Setzen Sie den Bericht über Breslau als Europäische Kulturhauptstadt im Anschluss an seinen letzten Satz fort.

• VORLIEGENDER TEXT:
● ● ● ● ●

Nächtliche Parlamentssitzungen, Beschlüsse ohne gesellschaftliche Debatte, Gesetze im Eilverfahren: Die Kritiker der neuen Regierung in Warschau sagen, die Gewaltenteilung sowie europäische Werte würden mit Füßen getreten. Polen, noch vor Kurzem der östliche Musterknabe in der Europäischen Gemeinschaft, entwickelt sich plötzlich zum Enfant terrible.

Von Florian Kellermann | 16.01.2016
    Die Regierungspartei PiS im polnischen Parlament
    Im Schnelldurchlauf boxt die polnische Regierungspartei PiS (Recht und Gerechtigkeit) ein Gesetz nach dem nächsten durch das Parlament. Vorne: Ministerpräsidentin Beata Szydło und PiS-Vorsitzender Jaroslaw Kaczynski. (picture alliance / dpa / Foto: Rafal Guz)
    Sphärische Klänge in einer Fabrikhalle in Breslau, südwestlich der Altstadt. Hier üben Musiker, Schauspieler und Helfer für das große Eröffnungs-Spektakel an diesem Sonntag, zu dem 150.000 Zuschauer erwartet werden. Es wird für Breslau, auf Polnisch Wroclaw, das Jahr einleiten, in dem die Stadt Europäische Kulturhauptstadt sein wird.
    "Erwachen" heißt die Veranstaltung und sie wird in vier Stadtteilen gleichzeitig beginnen. Von dort aus nehmen vier Geister ihren Weg ins Zentrum der niederschlesischen Metropole auf - zurzeit stehen die Metallgestelle in vier verschiedenen Ecken der Halle.
    Mitten durch den zehn Meter hohen Raum schlendert Chris Baldwin. Der britische Regisseur inszenierte 2012 die Fackel-Zeremonie bei den Olympischen Spielen in London, nun ist er verantwortlich für "Erwachen".
    "Ich weiß nicht, ob ich das sagen darf: Der Geist dort hinten ist mir am liebsten. Es ist der Geist der vielen Glaubensrichtungen. Wenn er sich am 17. Januar durch die Stadt bewegt, begegnen ihm auf dem Weg vier verschiedene Chöre. Einer singt katholische, einer orthodoxe und einer jüdische Musik - und einer geistliche Musik aus verschiedenen nicht-westlichen Kulturen."
    Neben dem Geist der vielen Glaubensrichtungen gibt es den Geist des Wiederaufbaus, den Geist der Innovation - und der Geist der Flut. Die Oder, ihre Brücken und ihre Naturkatastrophen faszinieren Chris Baldwin. Dem Fluss war schon eine Veranstaltung vor zwei Jahren gewidmet. Das Thema wird in einem weiteren Spektakel in diesem Sommer wiederkehren. Das Verhältnis zum Wasser sage viel aus über die heutigen Breslauer, sagt Baldwin.

● ● ● ● ●

• DATENSÄTZE:
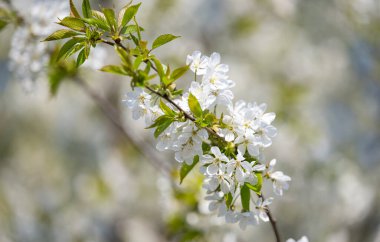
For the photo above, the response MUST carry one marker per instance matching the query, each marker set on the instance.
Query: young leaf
(194, 106)
(73, 23)
(114, 70)
(245, 196)
(185, 168)
(177, 73)
(129, 13)
(3, 24)
(86, 9)
(257, 187)
(99, 20)
(163, 39)
(61, 34)
(125, 58)
(81, 58)
(137, 62)
(161, 128)
(110, 17)
(159, 67)
(73, 10)
(66, 49)
(166, 109)
(130, 29)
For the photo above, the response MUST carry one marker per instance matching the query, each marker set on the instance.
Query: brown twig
(273, 221)
(210, 131)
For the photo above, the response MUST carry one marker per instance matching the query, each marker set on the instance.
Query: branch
(273, 221)
(209, 130)
(110, 112)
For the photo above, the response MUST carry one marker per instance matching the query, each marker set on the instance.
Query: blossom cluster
(28, 55)
(230, 151)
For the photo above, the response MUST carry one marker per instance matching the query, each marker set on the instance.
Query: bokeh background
(66, 174)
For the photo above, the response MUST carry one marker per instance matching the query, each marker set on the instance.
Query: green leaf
(228, 198)
(185, 168)
(99, 20)
(129, 13)
(61, 34)
(194, 106)
(81, 57)
(130, 29)
(73, 23)
(159, 67)
(73, 10)
(110, 17)
(86, 9)
(137, 62)
(166, 109)
(161, 128)
(163, 39)
(177, 73)
(257, 187)
(245, 196)
(66, 49)
(125, 58)
(3, 24)
(208, 119)
(114, 70)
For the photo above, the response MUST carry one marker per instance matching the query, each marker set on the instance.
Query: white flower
(221, 97)
(28, 55)
(189, 143)
(259, 115)
(221, 179)
(139, 101)
(212, 164)
(241, 168)
(198, 63)
(215, 70)
(167, 138)
(262, 207)
(217, 203)
(202, 93)
(303, 239)
(264, 133)
(280, 180)
(247, 142)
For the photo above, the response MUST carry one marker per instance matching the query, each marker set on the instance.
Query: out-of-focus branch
(272, 222)
(111, 113)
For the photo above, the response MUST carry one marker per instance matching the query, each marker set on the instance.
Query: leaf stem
(273, 221)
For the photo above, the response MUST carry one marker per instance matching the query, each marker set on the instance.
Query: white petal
(212, 169)
(264, 216)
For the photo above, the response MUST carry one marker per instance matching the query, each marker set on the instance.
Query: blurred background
(66, 174)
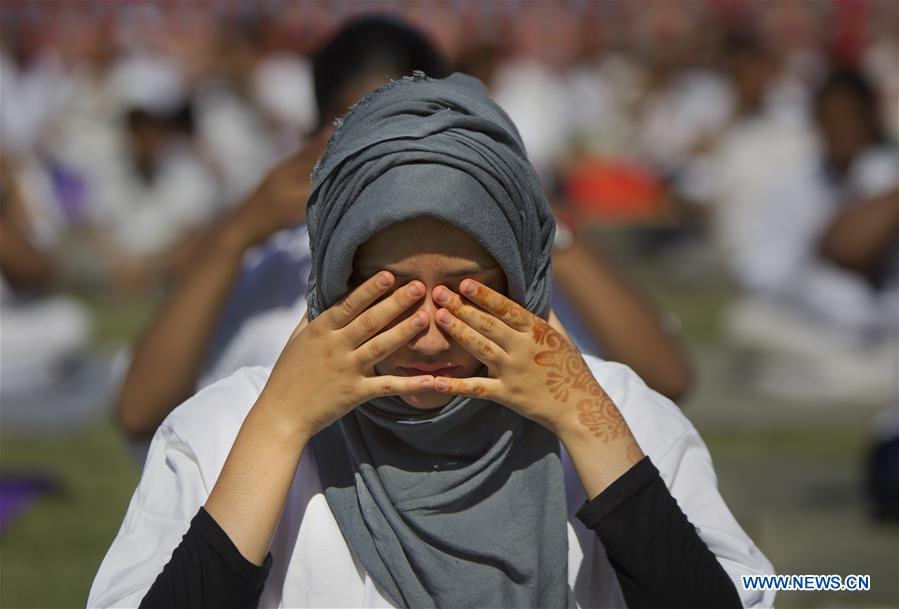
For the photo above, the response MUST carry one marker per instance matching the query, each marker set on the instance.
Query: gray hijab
(463, 506)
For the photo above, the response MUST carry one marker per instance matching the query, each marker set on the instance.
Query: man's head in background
(363, 55)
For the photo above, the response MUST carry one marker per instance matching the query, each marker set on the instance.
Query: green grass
(49, 556)
(792, 477)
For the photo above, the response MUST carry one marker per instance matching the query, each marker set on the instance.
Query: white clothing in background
(234, 138)
(27, 99)
(266, 304)
(312, 564)
(37, 339)
(537, 101)
(283, 88)
(677, 118)
(145, 218)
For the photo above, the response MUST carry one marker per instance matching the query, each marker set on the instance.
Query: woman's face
(435, 253)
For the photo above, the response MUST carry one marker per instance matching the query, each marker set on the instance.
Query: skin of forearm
(169, 356)
(249, 495)
(860, 236)
(628, 329)
(600, 454)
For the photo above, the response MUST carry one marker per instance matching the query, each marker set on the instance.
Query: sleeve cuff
(634, 480)
(219, 541)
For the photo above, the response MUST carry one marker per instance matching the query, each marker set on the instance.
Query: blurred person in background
(232, 132)
(48, 380)
(237, 302)
(682, 103)
(411, 508)
(154, 199)
(827, 324)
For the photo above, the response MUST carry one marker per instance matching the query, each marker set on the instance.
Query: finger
(473, 387)
(374, 319)
(481, 347)
(483, 322)
(351, 306)
(501, 306)
(378, 386)
(385, 343)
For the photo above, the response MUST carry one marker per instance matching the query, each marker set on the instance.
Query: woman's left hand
(532, 368)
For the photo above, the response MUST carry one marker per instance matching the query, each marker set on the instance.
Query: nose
(432, 340)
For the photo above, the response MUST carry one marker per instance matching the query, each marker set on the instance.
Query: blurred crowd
(762, 131)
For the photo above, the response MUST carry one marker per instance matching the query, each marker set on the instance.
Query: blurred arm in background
(859, 237)
(169, 355)
(21, 263)
(621, 319)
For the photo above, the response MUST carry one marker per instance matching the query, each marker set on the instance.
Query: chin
(429, 400)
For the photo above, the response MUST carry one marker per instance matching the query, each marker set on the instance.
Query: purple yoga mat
(18, 492)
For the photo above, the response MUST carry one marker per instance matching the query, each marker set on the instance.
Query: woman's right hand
(327, 367)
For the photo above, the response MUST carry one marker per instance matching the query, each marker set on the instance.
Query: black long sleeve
(207, 570)
(658, 556)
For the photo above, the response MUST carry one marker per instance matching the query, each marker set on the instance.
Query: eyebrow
(457, 273)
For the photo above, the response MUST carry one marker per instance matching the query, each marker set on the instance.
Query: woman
(452, 431)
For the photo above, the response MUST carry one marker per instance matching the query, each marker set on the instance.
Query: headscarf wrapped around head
(464, 505)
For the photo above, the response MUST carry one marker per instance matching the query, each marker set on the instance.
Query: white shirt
(312, 563)
(265, 305)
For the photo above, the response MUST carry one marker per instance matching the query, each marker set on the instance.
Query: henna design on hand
(602, 418)
(569, 371)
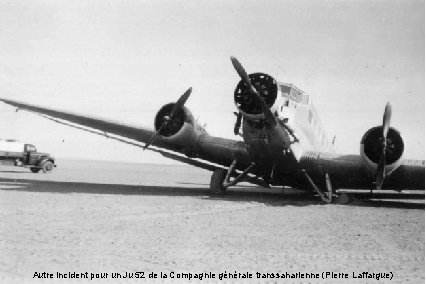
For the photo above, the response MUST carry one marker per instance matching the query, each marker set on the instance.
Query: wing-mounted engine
(267, 89)
(175, 124)
(180, 130)
(382, 149)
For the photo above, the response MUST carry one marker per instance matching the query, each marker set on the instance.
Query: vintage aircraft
(284, 143)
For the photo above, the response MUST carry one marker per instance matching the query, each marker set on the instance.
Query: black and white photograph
(212, 141)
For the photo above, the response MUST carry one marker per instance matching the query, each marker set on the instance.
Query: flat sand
(101, 217)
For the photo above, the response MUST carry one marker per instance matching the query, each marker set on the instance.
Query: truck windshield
(31, 148)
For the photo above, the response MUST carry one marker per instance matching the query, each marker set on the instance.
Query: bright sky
(123, 60)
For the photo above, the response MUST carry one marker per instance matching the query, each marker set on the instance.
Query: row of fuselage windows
(316, 127)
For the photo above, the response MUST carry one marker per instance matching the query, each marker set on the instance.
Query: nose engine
(372, 149)
(245, 101)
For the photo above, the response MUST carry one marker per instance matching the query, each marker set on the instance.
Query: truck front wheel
(47, 166)
(35, 170)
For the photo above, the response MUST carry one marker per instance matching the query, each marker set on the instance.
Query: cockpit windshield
(293, 93)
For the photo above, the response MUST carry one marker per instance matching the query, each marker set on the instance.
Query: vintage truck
(16, 153)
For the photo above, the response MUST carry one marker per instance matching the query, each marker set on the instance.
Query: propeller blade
(386, 120)
(380, 171)
(243, 74)
(154, 137)
(181, 101)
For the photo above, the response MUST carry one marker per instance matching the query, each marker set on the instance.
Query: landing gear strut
(221, 178)
(327, 197)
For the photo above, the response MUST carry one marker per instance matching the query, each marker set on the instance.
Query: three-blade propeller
(243, 75)
(168, 118)
(380, 172)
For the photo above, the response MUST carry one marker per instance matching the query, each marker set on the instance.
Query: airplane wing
(212, 153)
(350, 172)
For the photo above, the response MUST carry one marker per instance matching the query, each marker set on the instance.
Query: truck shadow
(270, 197)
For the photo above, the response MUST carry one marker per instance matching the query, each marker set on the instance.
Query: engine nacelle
(371, 149)
(182, 130)
(268, 90)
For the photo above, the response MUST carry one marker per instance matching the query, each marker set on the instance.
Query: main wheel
(216, 182)
(34, 170)
(47, 166)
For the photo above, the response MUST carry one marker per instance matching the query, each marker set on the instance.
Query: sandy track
(110, 217)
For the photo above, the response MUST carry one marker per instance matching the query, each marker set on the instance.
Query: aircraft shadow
(237, 194)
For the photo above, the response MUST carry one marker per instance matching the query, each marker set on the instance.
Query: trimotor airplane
(284, 143)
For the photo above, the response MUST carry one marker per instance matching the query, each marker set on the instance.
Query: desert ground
(103, 217)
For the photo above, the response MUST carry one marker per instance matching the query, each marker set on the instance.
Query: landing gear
(327, 197)
(221, 178)
(216, 182)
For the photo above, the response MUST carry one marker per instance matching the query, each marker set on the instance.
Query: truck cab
(15, 153)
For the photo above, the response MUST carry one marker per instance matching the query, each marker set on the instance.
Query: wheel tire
(216, 182)
(47, 166)
(35, 170)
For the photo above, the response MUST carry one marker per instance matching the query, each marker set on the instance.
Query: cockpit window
(293, 93)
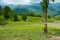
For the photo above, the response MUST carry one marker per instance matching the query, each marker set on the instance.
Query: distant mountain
(54, 8)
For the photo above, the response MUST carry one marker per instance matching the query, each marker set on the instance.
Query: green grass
(25, 31)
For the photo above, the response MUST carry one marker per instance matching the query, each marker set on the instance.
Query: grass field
(25, 31)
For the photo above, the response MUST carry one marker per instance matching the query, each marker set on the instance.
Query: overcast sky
(21, 1)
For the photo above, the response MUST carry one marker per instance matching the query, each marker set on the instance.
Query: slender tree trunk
(45, 17)
(45, 22)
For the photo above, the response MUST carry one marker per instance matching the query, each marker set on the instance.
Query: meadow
(27, 30)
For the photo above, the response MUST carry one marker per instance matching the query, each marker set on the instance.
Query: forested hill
(54, 8)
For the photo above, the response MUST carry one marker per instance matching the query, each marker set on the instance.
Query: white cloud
(23, 1)
(16, 1)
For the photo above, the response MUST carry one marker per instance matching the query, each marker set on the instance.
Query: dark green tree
(30, 13)
(44, 4)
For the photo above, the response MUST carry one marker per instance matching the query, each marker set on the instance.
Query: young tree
(23, 17)
(44, 4)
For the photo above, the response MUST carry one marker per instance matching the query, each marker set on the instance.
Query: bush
(38, 15)
(23, 17)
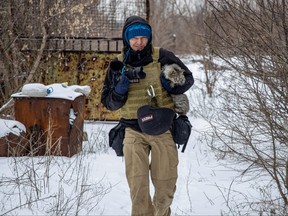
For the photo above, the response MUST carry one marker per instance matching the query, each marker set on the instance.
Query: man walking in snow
(134, 82)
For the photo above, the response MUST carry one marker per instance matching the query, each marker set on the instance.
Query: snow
(11, 126)
(55, 90)
(204, 187)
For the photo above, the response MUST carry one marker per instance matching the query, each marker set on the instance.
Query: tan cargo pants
(163, 169)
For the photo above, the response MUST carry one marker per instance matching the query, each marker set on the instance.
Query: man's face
(138, 43)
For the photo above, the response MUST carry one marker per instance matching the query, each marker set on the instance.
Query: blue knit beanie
(137, 29)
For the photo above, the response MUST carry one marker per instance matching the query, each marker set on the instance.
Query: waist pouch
(116, 137)
(155, 120)
(181, 130)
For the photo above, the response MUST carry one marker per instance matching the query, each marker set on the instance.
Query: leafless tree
(250, 127)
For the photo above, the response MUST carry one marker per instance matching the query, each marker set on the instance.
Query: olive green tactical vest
(138, 95)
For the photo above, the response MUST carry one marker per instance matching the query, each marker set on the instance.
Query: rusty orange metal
(47, 124)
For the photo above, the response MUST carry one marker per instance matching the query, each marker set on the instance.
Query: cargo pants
(147, 155)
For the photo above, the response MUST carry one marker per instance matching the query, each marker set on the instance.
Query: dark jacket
(113, 101)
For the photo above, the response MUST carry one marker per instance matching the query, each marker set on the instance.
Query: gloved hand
(122, 86)
(165, 83)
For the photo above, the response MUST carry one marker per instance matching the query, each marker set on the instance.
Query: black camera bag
(116, 137)
(181, 130)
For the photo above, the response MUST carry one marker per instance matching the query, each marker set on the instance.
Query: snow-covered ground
(93, 182)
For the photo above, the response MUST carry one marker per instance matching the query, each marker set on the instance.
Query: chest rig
(139, 93)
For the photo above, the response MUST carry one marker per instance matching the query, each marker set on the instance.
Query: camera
(132, 73)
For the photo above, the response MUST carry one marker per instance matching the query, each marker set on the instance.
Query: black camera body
(132, 73)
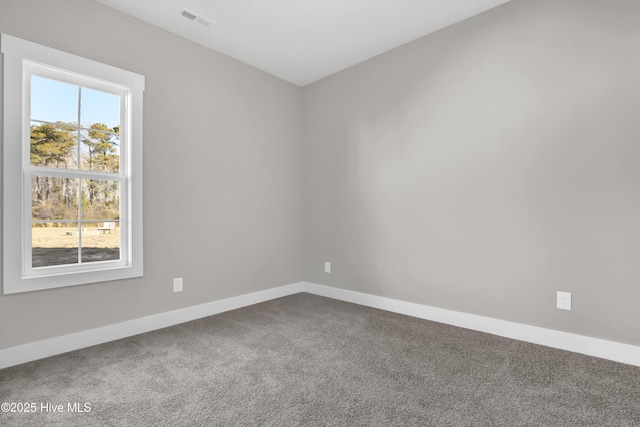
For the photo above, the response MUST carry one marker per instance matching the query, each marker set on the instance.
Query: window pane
(100, 241)
(53, 101)
(54, 198)
(100, 107)
(54, 146)
(54, 244)
(100, 149)
(100, 200)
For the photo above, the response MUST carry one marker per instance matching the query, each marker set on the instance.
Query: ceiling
(302, 41)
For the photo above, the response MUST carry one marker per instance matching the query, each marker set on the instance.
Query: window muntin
(68, 163)
(77, 126)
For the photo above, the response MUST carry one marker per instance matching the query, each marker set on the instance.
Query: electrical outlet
(563, 300)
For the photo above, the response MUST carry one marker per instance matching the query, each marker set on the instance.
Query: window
(73, 169)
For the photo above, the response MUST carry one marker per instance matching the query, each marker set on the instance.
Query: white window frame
(22, 59)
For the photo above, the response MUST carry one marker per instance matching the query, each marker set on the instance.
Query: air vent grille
(196, 17)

● ● ● ● ●

• ANTWORT ZUR AUFGABE:
    Es war faszinierend, was hier 1997 passiert ist, im Jahr der großen Oder-Flut. Die Bürger dieser Stadt sind von Zuhause gekommen, sie haben sogar ihre Arbeitsplätze verlassen, ganz spontan, und sind zur Universitätsbibliothek gegangen. Die Universität liegt direkt neben dem Fluss. Sie haben die Bücher geholt und zu höher gelegenen Orten am Ring gebracht. Deshalb haben wir damals einerseits eine Katastrophe gesehen, auf der anderen Seite aber das Erwachen von Bürgerstolz und Bürgergemeinschaft.
    Solche Geschichten erzählt Chris Baldwin nicht nur Journalisten oder Gästen der Stadt: Er erzählt sie den Polen selber. Dieses Jahr, in dem die Stadt Kulturhauptstadt sein wird, solle die Menschen hier auch selbstbewusster machen, meint er.
    "Die Menschen sind sich nicht im Klaren darüber, welche Rolle menschliche Werte in dieser Stadt wieder spielen, wie erfolgreich sie ist. 180.000 junge Menschen studieren hier an Universitäten. Hier gibt es Theater auf europäischem Spitzenniveau. Mir kommt es manchmal so vor, als ob Breslau und ganz Polen sich nicht wirklich bewusst sind, was für eine dynamische europäische Nation sich hier entwickelt hat."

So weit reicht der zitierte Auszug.